> **Extrait de la source**:
◆ ◆ ◆ ◆ ◆

HISTOIRE ET PATRIMOINE SEYNOIS

La haute technologie des chantiers navals de La Seyne

Mon expérience concernant les activités maritimes du Chantier Naval de la Seyne sur Mer s'arrête en 1989 c'est-à-dire à la cessation d'activité du Chantier.
J'y étais entré en1962 à une époque où la Direction cherchait à en étoffer l'encadrement alors qu'une nouvelle crise s'annonçait. (Curieuse époque où lorsque cela allait mal, on créait de l'emploi au lieu de le supprimer).
Autant dire tout de suite qu'entrer aux Forges et Chantiers de la Méditerranée, c'était un peu comme entrer dans les ordres tant la notoriété et le sérieux de l'établissement étaient solidement établis aussi bien au niveau national qu'international.

Les Chars

Un fait édifiant m'avait tout de suite marqué lors de mon entretien d'embauche avec le Directeur.
Lorsque je demandai sans arrière-pensée si l'on construisait autre chose que des bateaux à La Seyne, la réponse fut " Oui ceci ", et il me montra posé sur son bureau tel un jouet un petit char de combat.
Il s'agissait bien sûr des chars AMX construits par centaines tous les ans pour être exportés dans le monde entier.
Pourquoi cette anecdote ? Elle souligne que déjà le chantier cherchait à diversifier ses activités à travers la fabrication de produits sophistiqués ou innovants.

Le Sagafjord

J'étais muni d'une licence de mathématiques. Aussi l'on me confia dès mon arrivée les calculs des superstructures d'un paquebot norvégien dont le chantier venait de prendre la commande : le Sagafjord. Les superstructures avaient ceci de particulier : elles étaient entièrement en aluminium, avantage considérable du point de vue des poids dans les hauts, qui constituent le problème majeur des paquebots eu égard à la stabilité.
En revanche la principale difficulté provenait de la nécessité d'une parfaite isolation à la liaison entre la coque en acier et la partie en aluminium afin d'éviter de graves problèmes de corrosion. Qui plus est la conception des superstructures n'était pas simple, et en particulier le plafond en voûte d'une immense salle à manger me donna quelques soucis.
Je réussis à en venir à bout avec l'assistance de l'ordinateur pour lequel ces calculs furent une grande première…
Trente-cinq ans ont passé depuis, les superstructures tiennent bon et le paquebot navigue toujours. A ma connaissance, aucun paquebot au monde n'a été conçu de cette façon.

◆ ◆ ◆ ◆ ◆

> **Consigne de travail 1**:
Répondez aux questions suivantes d'après le texte sur les chantiers navals de La Seyne.
(a) En quelle année l'activité du chantier a-t-elle cessé ?
(b) Quel objet le Directeur montra-t-il, posé sur son bureau ?
(c) En quel métal les superstructures du Sagafjord étaient-elles entièrement construites ?
> **Consigne de travail 2**: Rédigez, s'il vous plaît, la suite du texte sur les chantiers navals de La Seyne.

> **Données extraites**:
◆ ◆ ◆ ◆ ◆

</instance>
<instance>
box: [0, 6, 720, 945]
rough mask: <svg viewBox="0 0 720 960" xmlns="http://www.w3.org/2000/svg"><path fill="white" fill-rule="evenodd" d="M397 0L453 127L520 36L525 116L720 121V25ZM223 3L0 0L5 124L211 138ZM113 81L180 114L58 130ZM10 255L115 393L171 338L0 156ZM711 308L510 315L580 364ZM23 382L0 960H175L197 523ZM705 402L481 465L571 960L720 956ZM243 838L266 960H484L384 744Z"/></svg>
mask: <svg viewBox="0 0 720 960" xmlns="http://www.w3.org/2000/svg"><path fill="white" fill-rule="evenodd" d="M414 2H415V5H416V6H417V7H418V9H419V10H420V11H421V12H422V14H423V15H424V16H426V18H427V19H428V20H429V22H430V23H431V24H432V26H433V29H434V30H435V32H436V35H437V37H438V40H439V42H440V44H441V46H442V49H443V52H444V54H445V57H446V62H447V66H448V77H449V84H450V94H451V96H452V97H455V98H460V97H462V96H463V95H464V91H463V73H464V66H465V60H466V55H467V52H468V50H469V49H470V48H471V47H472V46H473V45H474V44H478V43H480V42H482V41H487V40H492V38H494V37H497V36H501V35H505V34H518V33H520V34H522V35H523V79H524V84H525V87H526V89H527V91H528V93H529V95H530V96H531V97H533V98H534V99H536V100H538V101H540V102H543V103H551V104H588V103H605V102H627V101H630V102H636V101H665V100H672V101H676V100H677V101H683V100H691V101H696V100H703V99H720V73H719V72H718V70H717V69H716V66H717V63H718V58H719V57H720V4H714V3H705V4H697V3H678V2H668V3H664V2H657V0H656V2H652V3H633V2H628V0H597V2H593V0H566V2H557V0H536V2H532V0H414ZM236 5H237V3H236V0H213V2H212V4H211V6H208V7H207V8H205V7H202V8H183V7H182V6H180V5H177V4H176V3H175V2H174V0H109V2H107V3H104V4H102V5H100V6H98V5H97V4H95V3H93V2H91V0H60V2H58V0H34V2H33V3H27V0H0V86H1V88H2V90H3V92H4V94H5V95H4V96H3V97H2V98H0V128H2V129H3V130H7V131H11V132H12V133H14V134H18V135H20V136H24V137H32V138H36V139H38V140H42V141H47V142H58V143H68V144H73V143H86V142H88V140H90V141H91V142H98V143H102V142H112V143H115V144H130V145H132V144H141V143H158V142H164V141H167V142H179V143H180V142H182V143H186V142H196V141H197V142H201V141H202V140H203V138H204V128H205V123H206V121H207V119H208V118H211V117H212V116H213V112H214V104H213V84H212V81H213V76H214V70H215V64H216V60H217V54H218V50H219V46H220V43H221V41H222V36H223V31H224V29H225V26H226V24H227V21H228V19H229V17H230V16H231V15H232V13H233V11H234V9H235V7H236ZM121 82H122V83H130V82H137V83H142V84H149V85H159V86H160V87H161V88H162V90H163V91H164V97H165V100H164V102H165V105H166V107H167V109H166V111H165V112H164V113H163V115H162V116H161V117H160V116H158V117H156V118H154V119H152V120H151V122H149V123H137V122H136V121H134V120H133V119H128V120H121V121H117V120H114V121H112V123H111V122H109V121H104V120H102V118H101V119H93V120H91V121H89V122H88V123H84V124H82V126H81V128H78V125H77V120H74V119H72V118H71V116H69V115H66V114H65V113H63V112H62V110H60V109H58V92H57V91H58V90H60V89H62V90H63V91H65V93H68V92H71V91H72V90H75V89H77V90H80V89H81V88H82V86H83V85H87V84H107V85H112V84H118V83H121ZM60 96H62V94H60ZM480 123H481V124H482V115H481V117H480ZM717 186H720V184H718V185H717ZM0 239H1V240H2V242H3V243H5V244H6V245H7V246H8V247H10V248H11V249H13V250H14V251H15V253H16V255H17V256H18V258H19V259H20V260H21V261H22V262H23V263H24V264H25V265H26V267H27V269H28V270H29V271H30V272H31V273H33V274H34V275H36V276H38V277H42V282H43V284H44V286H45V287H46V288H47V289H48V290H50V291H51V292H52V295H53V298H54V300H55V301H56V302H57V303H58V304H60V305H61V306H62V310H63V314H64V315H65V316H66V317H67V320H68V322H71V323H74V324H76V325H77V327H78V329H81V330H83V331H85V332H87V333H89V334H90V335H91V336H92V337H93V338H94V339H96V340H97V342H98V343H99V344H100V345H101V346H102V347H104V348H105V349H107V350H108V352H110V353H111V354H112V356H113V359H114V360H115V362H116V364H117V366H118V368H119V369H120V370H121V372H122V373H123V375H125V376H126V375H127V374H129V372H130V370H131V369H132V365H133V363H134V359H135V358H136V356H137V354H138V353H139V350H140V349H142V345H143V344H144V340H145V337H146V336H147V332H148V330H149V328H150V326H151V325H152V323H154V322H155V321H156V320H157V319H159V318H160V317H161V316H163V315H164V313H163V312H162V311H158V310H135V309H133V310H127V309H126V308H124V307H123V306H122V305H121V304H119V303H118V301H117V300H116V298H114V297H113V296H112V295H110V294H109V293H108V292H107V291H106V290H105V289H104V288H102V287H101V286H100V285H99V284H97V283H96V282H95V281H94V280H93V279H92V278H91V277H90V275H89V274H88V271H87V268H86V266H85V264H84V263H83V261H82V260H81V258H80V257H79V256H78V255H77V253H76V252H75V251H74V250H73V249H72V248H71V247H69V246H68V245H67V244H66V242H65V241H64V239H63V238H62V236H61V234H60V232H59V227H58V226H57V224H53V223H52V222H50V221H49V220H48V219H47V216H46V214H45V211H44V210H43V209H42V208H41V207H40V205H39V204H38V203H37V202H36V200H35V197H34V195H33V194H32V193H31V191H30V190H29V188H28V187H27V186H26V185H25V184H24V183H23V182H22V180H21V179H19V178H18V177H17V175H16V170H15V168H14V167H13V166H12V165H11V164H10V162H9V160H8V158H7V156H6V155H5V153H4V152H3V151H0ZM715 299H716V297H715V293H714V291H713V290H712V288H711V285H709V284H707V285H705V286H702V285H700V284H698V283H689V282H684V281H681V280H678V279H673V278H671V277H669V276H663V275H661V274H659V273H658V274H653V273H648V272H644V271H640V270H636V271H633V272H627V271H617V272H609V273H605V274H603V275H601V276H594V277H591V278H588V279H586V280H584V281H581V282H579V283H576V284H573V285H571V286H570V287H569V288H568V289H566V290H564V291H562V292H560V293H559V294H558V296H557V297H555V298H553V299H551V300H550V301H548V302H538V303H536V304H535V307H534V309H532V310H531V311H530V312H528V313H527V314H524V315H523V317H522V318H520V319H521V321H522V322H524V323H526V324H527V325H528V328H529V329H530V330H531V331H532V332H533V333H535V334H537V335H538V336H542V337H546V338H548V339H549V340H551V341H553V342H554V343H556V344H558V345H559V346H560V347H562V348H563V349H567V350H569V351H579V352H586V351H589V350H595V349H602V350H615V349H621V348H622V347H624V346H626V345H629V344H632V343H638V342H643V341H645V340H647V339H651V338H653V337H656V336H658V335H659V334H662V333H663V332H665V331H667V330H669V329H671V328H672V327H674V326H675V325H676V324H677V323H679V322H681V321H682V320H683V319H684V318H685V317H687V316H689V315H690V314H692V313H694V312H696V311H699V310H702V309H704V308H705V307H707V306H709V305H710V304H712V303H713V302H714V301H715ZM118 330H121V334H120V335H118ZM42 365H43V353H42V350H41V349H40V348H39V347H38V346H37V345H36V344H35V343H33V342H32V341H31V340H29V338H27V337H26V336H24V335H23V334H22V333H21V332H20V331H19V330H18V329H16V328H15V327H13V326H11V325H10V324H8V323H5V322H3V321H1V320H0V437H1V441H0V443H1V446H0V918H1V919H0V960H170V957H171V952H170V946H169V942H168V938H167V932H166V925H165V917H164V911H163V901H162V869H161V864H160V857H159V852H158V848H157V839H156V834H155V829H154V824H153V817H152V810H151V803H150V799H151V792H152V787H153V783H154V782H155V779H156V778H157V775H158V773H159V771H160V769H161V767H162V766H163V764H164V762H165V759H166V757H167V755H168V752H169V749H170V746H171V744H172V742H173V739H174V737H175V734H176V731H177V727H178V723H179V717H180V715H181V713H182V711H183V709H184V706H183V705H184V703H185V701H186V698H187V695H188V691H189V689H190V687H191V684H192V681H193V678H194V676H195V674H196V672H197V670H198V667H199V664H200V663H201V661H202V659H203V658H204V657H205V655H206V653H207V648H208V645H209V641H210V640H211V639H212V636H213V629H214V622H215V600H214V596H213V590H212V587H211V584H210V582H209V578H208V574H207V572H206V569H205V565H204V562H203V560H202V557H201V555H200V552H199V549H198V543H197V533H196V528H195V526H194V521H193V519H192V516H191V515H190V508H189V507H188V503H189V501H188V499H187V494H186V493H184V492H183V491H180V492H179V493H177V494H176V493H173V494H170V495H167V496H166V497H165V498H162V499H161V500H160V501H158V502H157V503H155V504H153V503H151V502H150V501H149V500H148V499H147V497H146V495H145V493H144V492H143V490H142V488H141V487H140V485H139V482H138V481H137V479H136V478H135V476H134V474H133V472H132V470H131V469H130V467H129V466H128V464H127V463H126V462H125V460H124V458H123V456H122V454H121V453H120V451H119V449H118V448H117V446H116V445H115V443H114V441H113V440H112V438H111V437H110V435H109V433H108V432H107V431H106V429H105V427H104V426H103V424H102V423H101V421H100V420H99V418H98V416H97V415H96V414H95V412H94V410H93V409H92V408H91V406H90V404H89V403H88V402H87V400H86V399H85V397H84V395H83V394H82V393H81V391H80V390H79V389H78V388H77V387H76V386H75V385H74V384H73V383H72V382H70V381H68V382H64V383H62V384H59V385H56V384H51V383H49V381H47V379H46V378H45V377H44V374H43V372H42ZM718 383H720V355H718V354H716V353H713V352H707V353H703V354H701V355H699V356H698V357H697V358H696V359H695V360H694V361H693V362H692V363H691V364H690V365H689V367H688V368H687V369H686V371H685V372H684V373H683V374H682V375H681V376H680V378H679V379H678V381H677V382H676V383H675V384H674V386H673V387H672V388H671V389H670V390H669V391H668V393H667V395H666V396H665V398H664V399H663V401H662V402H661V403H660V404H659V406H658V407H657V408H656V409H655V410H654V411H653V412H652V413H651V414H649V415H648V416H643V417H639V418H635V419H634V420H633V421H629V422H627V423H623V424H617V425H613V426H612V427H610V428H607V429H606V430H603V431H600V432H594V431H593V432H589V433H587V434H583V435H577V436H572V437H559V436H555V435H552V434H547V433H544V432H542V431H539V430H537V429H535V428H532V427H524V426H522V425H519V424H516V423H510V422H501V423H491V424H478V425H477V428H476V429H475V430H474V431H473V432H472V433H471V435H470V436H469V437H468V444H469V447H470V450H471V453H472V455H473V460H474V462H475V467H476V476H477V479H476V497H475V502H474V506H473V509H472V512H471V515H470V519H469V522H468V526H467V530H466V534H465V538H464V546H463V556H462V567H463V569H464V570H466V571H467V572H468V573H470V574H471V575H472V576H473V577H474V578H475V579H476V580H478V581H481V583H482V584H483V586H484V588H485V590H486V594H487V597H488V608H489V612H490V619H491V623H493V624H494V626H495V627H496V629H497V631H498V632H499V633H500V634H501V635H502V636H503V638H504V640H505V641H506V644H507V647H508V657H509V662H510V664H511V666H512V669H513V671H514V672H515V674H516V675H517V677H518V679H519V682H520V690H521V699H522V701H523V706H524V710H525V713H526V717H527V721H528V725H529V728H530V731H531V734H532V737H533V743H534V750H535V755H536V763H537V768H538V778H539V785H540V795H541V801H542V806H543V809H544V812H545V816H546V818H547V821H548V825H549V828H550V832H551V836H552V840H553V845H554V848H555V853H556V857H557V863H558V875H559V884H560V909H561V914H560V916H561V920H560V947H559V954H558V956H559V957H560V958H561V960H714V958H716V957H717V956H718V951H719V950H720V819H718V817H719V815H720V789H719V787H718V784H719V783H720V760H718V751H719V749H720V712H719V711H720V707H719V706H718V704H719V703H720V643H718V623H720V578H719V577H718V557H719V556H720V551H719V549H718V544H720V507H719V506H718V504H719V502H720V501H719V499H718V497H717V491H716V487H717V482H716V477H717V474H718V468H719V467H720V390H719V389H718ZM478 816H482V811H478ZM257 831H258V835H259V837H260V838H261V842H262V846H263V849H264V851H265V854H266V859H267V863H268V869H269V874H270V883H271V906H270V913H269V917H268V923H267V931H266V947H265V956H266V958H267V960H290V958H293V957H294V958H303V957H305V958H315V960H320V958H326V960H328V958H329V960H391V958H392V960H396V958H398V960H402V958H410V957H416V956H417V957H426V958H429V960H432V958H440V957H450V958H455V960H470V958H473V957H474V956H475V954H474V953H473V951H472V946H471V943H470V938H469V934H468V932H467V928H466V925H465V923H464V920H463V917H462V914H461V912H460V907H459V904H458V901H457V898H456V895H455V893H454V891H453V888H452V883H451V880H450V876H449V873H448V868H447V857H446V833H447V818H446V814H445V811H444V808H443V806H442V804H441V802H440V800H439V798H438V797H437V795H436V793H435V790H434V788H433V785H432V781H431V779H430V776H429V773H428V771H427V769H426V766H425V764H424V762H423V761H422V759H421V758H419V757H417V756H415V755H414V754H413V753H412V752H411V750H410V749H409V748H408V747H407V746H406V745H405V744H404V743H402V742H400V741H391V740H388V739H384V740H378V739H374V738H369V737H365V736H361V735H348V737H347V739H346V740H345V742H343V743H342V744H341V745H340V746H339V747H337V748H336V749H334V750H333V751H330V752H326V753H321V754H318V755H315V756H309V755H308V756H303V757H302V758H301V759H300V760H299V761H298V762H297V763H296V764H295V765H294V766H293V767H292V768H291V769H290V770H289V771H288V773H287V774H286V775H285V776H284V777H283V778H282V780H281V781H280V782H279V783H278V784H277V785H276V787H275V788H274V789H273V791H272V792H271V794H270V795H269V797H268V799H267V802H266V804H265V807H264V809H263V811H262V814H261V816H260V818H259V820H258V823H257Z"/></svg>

◆ ◆ ◆ ◆ ◆

> **Réponse attendue 1**:
(a) En 1989.
(b) Un petit char de combat.
(c) En aluminium.

> **Réponse attendue 2**:
En même temps le chantier participait aux études du premier méthanier construit en France au chantier naval du Trait situé près de Rouen.

Les nouveaux marchés

Et les chars ? Leur production s'arrêta quelques années plus tard. Qu'à cela ne tienne !
Le chantier se tourna vers de nouveaux marchés potentiels : Equipements destinés aux sous-marins nucléaires, usines d'incinération, installations industrielles de production de froid par exemple.
Cette recherche trouvait sa source dans une volonté de la Direction qui s'appuyait sur une compétence technique indiscutable à tous les niveaux.

Les méthaniers

La disparition des FCM en 1966, remplacés par les Constructions Navales et Industrielles de la Méditerranée, n'entama pas le potentiel d'innovation de l'établissement, bien au contraire.
Et le chantier, devançant tous ses concurrents, se lança dans la construction de navires transports de gaz suivant une technique audacieuse mise au point par la Société Gaz Transport, pour devenir en quelques années le premier chantier au monde pour la construction de ces types de navires hautement sophistiqués.
Ces navires transportaient jusqu'à 125.0000 M3 de méthane à l'état liquide à une température de moins 160°C, avec tout ce que cela implique comme dispositifs de sécurité ou de conservation du froid. Les cuves étaient tapissées intérieurement d'une membrane absolument étanche de 1mm d'épaisseur qui s'appuyait sur l'isolation, membrane réalisée en " invar ", alliage de fer et de nickel dont l'avantage est d'offrir un coefficient de dilatation thermique pratiquement nul.
L'invar était livré en rouleaux.
Pas moins de 50 km de soudures étaient nécessaires pour leur raccordement. Les soudures étaient de qualité quasiment nucléaire, et les soudeurs spécialisés pour ce travail recevaient une qualification toute particulière.
Pour la petite histoire je précise que l'usage de l'invar était autrefois uniquement réservé à la fabrication des tiges de balanciers des horloges de nos grands- mères et de certains instruments de précision, et sa production est d'un coup passée de quelques dizaines de tonnes à plusieurs milliers de tonnes par an. >

L'off-shore

Puis le filon s'épuisa avec la crise pétrolière des années 1970, et le prix du baril de pétrole brut atteignit des sommets.
Du coup les ressources de pétrole off-shore devenaient rentables. Aussitôt le chantier se lança dans la construction des plates-formes de forage : plates-formes autoélévatrices reposant sur le fond grâce à leurs longues jambes, plates-formes flottantes, énormes (28000 tonnes), stabilisées grâce à un système ingénieux d'ancrage dynamique.
Vers le milieu des années 1970, j'ai le souvenir d'un article dithyrambique du journal Le Monde qui vantait le dynamisme de notre chantier.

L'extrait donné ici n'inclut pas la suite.